SELECTED TEXT:
------------------------------------
Level 3: Summary Indexing with Re-Ranking

Re-ranking uses Claude to re-order retrieved documents based on their relevance to the specific query.

def rerank_with_claude(query, retrieved_chunks):
    """
    Use Claude to re-rank retrieved chunks by relevance
    """
    chunk_list = "\n".join([
        f"{i+1}. {chunk[:200]}..." for i, chunk in enumerate(retrieved_chunks)
    ])
    
    response = client.messages.create(
        model="claude-3-haiku-20240307",
        max_tokens=500,
        messages=[{
            "role": "user",
            "content": f"""Re-rank these document chunks by relevance to this query: '{query}'
            
            Return only the numbers in order of relevance, most relevant first.
            
            Chunks:\n{chunk_list}"""
        }]
    )
    
    # Parse Claude's response to get re-ranked indices
    # This is a simplified version - you'd want more robust parsing
    ranked_text = response.content[0].text
    ranked_indices = []
    
    for line in ranked_text.split('\n'):
        if line.strip().isdigit():
            idx = int(line.strip()) - 1
            if 0 <= idx < len(retrieved_chunks):
                ranked_indices.append(idx)
    
    # Return re-ranked chunks
    return [retrieved_chunks[i] for i in ranked_indices]
def advanced_rag_query(query, vector_db):
    """
    Complete RAG pipeline with summary indexing and re-ranking
    """
    # Embed the query
    query_embedding = vo.embed(
        [query],
        model="voyage-2",
        input_type="query"
    ).embeddings[0]
    
    # Retrieve using summaries
    retrieved_chunks = vector_db.search_with_summaries(query_embedding, k=5)
    
    # Re-rank with Claude
    reranked_chunks = rerank_with_claude(query, retrieved_chunks)
    
    # Take top 3 after re-ranking
    final_chunks = reranked_chunks[:3]
    
    # Generate response
    context = "\n\n".join(final_chunks)
    
    response = client.messages.create(
        model="claude-3-sonnet-20240229",
        max_tokens=1000,
        messages=[{
            "role": "user",
            "content": f"Based on the following context, answer the question.\n\nContext:\n{context}\n\nQuestion: {query}"
------------------------------------
SUPPLIED ENTRIES:
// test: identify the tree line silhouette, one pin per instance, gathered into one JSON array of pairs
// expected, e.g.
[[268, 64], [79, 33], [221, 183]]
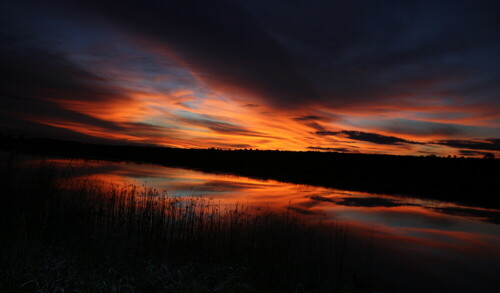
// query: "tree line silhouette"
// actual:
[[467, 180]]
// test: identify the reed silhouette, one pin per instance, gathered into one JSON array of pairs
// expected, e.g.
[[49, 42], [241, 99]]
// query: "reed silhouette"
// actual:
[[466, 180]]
------------------------------------
REQUIRED ACTION 1:
From the re-ranking text, extract the passage starting at "Level 3: Summary" and ending at "chunk in enumerate(retrieved_chunks)".
REQUIRED ACTION 2:
In the re-ranking text, which model does the rerank_with_claude function call?

WRITTEN SOLUTION 1:
Level 3: Summary Indexing with Re-Ranking

Re-ranking uses Claude to re-order retrieved documents based on their relevance to the specific query.

def rerank_with_claude(query, retrieved_chunks):
    """
    Use Claude to re-rank retrieved chunks by relevance
    """
    chunk_list = "\n".join([
        f"{i+1}. {chunk[:200]}..." for i, chunk in enumerate(retrieved_chunks)

WRITTEN SOLUTION 2:
claude-3-haiku-20240307